### PROBLEM:
In the data below, find the line that contains "sample | (542,63)" and the line that contains "sample | (9,187)". Copy both, plus every line between them, exactly.

### SOURCE DATA:
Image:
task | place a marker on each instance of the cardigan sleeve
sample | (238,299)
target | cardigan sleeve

* * *

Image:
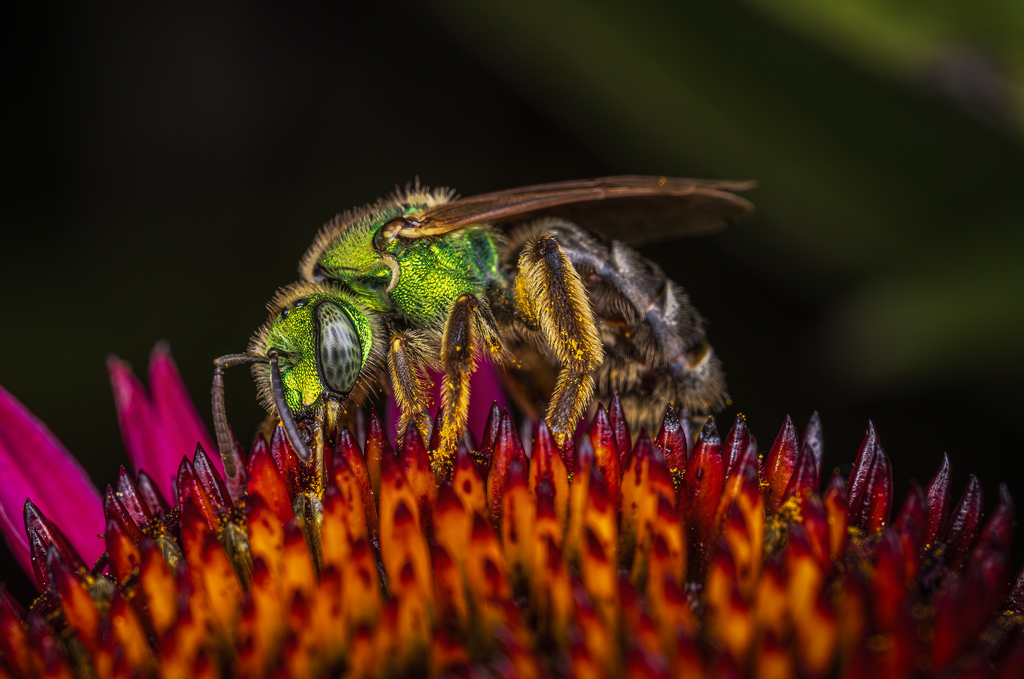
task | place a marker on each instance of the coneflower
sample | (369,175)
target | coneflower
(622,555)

---

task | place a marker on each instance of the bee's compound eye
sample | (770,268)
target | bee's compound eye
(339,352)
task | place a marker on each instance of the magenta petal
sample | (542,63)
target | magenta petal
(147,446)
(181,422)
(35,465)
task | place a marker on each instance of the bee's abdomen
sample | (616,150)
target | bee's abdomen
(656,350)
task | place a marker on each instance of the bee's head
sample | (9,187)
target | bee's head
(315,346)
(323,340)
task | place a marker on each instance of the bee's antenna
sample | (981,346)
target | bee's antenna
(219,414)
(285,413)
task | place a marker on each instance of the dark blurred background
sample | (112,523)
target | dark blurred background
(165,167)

### TASK RESPONSE:
sample | (542,63)
target | magenta petal
(147,446)
(181,422)
(35,465)
task | place a marker on each instance of the bee's abdomen
sample | (616,150)
target | bee's abdomen
(656,350)
task | place a marker on each instance of the bee's head
sample | (9,187)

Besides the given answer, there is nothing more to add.